[Opening Data under study section]
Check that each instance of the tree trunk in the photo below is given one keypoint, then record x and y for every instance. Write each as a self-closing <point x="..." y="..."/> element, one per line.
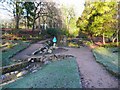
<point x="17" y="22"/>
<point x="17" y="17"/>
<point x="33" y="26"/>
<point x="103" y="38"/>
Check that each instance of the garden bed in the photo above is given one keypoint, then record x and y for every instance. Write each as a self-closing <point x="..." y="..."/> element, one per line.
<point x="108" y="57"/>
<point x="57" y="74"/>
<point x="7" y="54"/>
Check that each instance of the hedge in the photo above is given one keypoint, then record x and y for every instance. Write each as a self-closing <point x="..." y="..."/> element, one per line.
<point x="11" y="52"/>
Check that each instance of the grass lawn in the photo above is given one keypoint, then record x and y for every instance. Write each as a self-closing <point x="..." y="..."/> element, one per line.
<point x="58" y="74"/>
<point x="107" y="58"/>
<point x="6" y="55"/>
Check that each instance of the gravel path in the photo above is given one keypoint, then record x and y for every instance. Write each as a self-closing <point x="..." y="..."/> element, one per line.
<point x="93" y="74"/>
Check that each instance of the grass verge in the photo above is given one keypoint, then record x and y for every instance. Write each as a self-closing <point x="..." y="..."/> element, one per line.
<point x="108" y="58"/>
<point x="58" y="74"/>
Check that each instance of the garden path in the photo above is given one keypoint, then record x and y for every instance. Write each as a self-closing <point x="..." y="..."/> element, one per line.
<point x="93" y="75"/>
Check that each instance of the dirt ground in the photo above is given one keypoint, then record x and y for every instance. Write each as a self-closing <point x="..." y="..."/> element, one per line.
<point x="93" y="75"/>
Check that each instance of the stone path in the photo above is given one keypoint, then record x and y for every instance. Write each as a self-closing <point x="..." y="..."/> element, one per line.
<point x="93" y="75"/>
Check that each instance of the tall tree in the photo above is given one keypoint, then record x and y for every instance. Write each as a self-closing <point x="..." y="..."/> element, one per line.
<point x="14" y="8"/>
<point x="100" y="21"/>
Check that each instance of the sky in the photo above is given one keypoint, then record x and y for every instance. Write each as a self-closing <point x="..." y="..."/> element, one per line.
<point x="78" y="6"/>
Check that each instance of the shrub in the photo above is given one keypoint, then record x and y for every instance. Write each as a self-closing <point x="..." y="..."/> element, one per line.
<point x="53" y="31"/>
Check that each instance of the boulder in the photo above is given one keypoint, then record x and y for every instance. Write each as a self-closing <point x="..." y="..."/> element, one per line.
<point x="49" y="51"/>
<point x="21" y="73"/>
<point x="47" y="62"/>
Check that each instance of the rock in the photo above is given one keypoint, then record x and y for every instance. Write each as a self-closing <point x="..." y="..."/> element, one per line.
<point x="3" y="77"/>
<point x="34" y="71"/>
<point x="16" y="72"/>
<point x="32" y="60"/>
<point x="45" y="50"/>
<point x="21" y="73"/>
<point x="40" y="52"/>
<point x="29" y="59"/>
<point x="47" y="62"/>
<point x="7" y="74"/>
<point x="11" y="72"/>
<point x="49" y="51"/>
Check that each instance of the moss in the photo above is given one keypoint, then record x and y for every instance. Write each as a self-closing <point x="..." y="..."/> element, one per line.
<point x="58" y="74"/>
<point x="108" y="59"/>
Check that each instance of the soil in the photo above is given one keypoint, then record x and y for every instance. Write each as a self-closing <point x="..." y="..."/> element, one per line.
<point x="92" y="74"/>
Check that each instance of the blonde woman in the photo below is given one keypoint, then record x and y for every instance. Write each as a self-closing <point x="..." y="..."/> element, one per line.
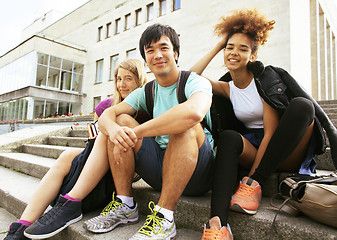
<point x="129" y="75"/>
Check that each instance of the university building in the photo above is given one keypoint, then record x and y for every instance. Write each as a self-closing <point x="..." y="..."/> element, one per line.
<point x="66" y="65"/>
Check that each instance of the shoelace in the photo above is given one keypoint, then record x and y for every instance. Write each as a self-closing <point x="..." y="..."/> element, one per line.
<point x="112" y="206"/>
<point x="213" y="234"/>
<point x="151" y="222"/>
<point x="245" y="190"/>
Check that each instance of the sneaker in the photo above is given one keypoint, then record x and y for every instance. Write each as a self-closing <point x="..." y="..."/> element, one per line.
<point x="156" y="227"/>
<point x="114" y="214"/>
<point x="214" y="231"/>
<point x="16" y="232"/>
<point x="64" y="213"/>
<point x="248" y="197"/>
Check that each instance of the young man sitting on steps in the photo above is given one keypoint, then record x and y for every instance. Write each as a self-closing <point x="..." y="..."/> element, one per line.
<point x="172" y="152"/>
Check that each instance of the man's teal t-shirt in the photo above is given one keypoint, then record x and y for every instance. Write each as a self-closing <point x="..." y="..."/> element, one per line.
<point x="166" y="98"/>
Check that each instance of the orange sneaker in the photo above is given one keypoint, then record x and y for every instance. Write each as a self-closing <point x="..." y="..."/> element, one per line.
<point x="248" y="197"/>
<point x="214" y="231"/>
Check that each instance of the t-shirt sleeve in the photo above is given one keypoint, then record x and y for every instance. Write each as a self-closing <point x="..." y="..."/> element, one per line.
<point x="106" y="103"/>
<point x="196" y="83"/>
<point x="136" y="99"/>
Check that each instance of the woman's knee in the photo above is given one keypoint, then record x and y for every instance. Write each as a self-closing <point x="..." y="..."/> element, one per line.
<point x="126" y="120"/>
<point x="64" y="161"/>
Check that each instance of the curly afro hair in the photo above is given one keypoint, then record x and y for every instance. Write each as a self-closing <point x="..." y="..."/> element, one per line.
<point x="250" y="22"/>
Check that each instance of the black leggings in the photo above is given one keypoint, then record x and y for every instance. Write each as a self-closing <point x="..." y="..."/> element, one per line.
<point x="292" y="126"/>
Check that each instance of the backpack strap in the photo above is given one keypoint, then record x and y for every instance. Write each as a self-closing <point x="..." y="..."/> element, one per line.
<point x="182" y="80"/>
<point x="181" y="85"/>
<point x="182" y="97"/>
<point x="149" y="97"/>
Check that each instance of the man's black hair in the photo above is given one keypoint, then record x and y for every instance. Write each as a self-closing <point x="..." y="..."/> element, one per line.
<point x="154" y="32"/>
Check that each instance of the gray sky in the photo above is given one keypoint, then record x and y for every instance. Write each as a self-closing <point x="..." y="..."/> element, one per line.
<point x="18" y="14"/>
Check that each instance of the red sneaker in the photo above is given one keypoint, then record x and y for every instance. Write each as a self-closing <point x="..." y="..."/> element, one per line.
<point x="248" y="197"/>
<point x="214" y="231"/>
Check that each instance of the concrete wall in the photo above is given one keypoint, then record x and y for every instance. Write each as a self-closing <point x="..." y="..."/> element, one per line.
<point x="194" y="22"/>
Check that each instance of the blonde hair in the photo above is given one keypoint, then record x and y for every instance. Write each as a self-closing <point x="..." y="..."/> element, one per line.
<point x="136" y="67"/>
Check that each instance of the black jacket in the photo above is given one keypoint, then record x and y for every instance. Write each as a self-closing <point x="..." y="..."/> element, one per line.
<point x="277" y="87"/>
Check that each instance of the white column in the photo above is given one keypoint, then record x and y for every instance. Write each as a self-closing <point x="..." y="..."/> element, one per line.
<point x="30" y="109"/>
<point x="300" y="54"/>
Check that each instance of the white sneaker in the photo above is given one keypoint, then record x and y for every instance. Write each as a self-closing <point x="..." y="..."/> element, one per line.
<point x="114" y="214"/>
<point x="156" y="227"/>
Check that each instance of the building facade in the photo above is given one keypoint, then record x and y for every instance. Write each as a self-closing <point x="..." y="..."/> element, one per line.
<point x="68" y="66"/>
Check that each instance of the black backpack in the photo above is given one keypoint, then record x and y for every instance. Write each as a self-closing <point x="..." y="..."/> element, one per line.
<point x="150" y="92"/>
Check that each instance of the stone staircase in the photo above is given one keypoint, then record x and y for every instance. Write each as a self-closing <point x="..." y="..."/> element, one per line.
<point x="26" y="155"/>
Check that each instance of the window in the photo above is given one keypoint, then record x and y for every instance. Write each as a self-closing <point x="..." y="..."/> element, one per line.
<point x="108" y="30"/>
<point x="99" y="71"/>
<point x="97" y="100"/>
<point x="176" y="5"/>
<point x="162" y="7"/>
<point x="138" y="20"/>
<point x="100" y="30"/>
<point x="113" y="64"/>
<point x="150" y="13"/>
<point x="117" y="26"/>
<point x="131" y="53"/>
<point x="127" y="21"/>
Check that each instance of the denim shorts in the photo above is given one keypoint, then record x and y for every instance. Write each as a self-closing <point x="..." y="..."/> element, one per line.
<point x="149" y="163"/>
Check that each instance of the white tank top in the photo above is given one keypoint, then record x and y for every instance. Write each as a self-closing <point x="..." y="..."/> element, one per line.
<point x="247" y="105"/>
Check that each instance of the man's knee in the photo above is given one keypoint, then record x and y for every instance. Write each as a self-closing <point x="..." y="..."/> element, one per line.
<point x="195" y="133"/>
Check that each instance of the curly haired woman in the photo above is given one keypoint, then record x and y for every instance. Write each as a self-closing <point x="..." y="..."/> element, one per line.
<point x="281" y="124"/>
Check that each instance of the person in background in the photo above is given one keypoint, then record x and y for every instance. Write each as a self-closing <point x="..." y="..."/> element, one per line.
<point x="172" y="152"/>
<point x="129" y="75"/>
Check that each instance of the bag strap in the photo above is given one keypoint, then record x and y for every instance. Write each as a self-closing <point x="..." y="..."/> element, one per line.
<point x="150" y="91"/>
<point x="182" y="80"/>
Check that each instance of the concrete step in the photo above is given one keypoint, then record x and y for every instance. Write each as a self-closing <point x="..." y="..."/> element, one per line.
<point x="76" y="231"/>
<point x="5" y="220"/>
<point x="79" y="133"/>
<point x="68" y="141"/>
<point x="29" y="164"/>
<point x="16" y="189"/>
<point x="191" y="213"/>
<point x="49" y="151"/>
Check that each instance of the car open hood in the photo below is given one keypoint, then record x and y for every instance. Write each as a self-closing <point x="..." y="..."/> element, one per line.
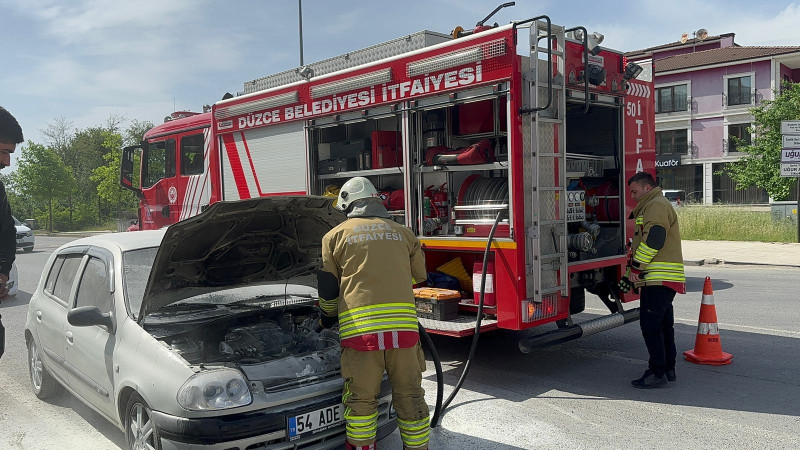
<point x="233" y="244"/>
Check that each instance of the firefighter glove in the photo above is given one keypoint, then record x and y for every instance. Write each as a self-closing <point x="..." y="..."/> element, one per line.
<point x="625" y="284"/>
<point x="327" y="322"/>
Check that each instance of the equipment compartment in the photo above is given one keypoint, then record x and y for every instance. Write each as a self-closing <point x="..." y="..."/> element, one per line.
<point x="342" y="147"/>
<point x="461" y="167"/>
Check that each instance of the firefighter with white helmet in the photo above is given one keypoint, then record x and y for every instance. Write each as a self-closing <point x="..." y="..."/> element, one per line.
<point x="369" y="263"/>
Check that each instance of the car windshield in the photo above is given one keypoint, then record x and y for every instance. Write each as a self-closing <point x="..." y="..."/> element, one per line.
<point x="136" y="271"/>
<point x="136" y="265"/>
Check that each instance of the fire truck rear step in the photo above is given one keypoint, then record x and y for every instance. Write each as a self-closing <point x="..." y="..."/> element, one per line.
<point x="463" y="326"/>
[Closing Data under study section]
**Exercise brief:**
Write out exactly the lines that run from the one containing "Check that each instance of the fire truck" to the end of the records, both end lines included.

**Task answer:**
Check that each instance of the fire truck rear step in the photo above is given one keypoint, then record x and y for every instance. Write each as a self-closing <point x="..." y="..."/> element, one per line.
<point x="463" y="326"/>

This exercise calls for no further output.